▶ Request: Copy the records from the line with "In this exercise you will point out the white smartphone" to the line with "[(191, 457), (513, 454)]", requests included. Raise every coordinate in the answers by 22 and leave all other numbers unchanged.

▶ Supplied information:
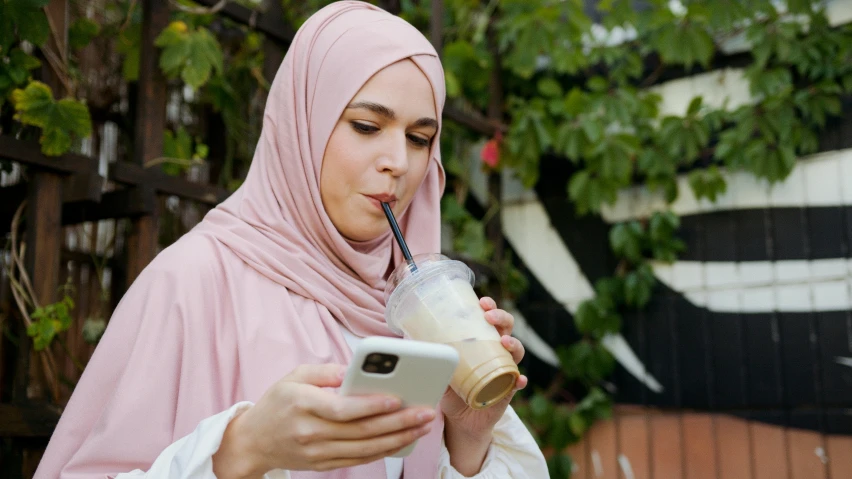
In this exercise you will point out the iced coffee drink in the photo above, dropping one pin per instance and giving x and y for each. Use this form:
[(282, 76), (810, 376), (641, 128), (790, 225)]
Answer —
[(433, 300)]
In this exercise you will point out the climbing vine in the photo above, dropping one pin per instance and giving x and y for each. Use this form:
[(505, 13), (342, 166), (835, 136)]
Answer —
[(574, 87)]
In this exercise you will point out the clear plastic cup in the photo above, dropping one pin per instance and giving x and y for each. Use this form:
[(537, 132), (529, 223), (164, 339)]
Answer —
[(436, 303)]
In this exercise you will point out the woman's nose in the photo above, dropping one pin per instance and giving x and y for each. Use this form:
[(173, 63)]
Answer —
[(393, 156)]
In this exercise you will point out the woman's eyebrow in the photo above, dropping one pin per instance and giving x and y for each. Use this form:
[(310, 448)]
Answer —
[(386, 112), (375, 108)]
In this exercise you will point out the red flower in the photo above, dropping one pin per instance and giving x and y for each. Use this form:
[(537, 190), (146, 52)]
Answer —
[(490, 154)]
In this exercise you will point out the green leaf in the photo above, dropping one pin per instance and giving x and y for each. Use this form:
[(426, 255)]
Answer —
[(452, 212), (58, 120), (29, 19), (192, 54), (597, 84), (453, 85), (549, 87), (559, 435), (560, 465), (694, 106)]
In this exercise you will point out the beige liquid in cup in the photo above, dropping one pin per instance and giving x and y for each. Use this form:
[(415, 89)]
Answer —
[(443, 308)]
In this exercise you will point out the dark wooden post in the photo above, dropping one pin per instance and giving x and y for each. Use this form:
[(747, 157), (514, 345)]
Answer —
[(150, 123), (391, 6)]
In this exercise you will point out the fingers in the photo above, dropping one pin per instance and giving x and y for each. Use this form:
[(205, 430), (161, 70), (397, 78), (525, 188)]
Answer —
[(320, 375), (384, 424), (335, 408), (379, 446), (503, 321), (514, 346)]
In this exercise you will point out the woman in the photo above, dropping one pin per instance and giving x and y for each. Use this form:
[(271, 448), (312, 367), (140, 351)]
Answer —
[(280, 281)]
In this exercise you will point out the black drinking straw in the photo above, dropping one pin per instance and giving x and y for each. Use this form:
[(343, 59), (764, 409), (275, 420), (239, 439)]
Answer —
[(398, 234)]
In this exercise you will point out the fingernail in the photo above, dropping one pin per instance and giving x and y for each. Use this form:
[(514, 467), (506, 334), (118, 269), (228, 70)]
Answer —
[(426, 416)]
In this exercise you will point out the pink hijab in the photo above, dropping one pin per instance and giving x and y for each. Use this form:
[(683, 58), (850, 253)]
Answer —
[(265, 281)]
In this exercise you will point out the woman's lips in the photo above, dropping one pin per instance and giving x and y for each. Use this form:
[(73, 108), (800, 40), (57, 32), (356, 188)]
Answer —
[(377, 200)]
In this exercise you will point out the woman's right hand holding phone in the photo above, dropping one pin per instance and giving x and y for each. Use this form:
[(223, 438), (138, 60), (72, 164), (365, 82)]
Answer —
[(297, 425)]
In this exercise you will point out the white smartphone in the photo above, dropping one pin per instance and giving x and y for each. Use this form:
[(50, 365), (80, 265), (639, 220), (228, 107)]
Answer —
[(416, 372)]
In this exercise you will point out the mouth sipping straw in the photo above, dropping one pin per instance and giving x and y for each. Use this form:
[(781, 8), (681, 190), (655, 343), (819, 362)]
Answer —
[(398, 235)]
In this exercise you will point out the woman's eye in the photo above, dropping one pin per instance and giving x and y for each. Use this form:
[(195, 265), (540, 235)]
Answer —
[(364, 128), (419, 141)]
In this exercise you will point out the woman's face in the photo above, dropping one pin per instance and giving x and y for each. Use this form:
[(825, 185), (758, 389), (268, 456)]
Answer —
[(379, 151)]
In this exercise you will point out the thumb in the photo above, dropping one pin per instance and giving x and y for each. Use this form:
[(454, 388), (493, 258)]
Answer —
[(320, 375)]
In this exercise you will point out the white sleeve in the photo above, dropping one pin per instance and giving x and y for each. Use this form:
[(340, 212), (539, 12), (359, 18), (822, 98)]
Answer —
[(191, 457), (513, 454)]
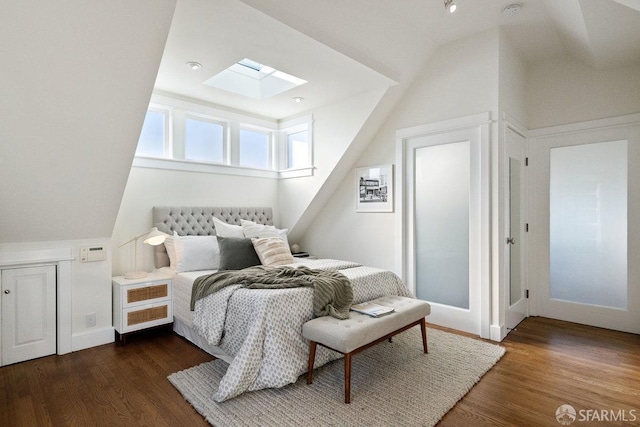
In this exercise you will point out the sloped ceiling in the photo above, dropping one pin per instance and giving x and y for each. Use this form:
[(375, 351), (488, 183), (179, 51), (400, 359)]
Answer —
[(346, 47), (76, 80)]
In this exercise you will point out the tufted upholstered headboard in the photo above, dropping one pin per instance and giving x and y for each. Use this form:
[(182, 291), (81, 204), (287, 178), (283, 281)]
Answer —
[(197, 221)]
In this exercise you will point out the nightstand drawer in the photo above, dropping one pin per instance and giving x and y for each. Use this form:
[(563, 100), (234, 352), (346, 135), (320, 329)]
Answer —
[(145, 316), (145, 293)]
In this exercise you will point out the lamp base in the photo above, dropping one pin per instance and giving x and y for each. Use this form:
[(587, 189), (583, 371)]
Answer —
[(135, 275)]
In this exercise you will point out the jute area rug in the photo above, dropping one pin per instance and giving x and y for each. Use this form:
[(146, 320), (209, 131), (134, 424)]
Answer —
[(392, 384)]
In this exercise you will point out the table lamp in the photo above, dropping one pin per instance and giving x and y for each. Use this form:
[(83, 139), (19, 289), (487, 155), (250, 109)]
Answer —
[(154, 238)]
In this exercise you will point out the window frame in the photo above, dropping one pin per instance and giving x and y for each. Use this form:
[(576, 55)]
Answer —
[(290, 127), (176, 112), (271, 134), (207, 119)]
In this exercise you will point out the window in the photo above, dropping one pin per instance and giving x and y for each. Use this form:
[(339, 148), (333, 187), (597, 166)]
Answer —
[(255, 149), (297, 147), (298, 150), (203, 140), (189, 136), (153, 138)]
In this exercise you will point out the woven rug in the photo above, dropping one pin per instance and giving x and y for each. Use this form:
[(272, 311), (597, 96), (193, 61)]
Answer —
[(391, 384)]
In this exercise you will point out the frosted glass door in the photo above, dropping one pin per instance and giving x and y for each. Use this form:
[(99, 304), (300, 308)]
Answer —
[(442, 175), (584, 233), (588, 224)]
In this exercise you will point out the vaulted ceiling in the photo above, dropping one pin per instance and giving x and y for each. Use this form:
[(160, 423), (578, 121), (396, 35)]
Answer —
[(347, 47)]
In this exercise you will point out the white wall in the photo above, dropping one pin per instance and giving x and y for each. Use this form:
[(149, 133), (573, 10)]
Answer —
[(566, 91), (461, 79), (147, 188), (335, 128), (76, 81), (513, 83)]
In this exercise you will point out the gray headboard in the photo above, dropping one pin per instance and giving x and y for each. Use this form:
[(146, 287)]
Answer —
[(197, 221)]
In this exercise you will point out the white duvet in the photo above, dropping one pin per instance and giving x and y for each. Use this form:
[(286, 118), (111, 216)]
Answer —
[(262, 328)]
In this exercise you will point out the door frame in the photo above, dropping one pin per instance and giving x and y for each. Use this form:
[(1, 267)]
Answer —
[(480, 123), (523, 312), (616, 128)]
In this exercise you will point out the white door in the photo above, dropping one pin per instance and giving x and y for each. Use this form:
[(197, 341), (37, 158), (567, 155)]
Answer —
[(515, 244), (28, 313), (585, 234), (444, 183)]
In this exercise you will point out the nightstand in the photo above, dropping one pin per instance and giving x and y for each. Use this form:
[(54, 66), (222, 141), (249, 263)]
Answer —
[(140, 304)]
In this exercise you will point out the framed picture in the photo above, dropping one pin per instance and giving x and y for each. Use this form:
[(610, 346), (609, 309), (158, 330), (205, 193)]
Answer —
[(374, 187)]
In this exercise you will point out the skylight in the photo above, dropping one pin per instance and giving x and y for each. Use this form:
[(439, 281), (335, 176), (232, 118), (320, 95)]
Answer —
[(253, 79)]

▶ Reply to the exercise:
In this exercise you will point out the white smartphone in the photo above, dropping one pin per instance and giving x and y for each. Use this form:
[(50, 365), (80, 265), (639, 220), (228, 107)]
Answer —
[(438, 394)]
In this exercise you will point out the mouth sipping straw in the photo above, dropping one pin per instance and giving x and y for each. Use this form:
[(781, 8), (681, 190), (655, 343), (819, 362)]
Answer —
[(420, 257)]
In this exercise you will point out the woman's eye in the photo above, dropping one pin per instance and giving x and y for each. Use this form:
[(195, 265), (540, 235)]
Answer —
[(386, 150), (441, 163)]
In this exercise you will point out the woman's face in the photo above, dropping one pin per instance and giving x and y for each. Use this form:
[(825, 185), (758, 389), (268, 456)]
Answer —
[(401, 173)]
In this exercise you will point out the thumb in the photo above, dropping one pin per instance and giving x and y for each. Use this form:
[(454, 388), (493, 258)]
Answer —
[(342, 397)]
In this exercise you will point out the white sleeve in the photo above, dropping one pin per instance and giving x and y for each. Use this form:
[(340, 212), (539, 12), (359, 18), (822, 98)]
Answer —
[(213, 479), (535, 476)]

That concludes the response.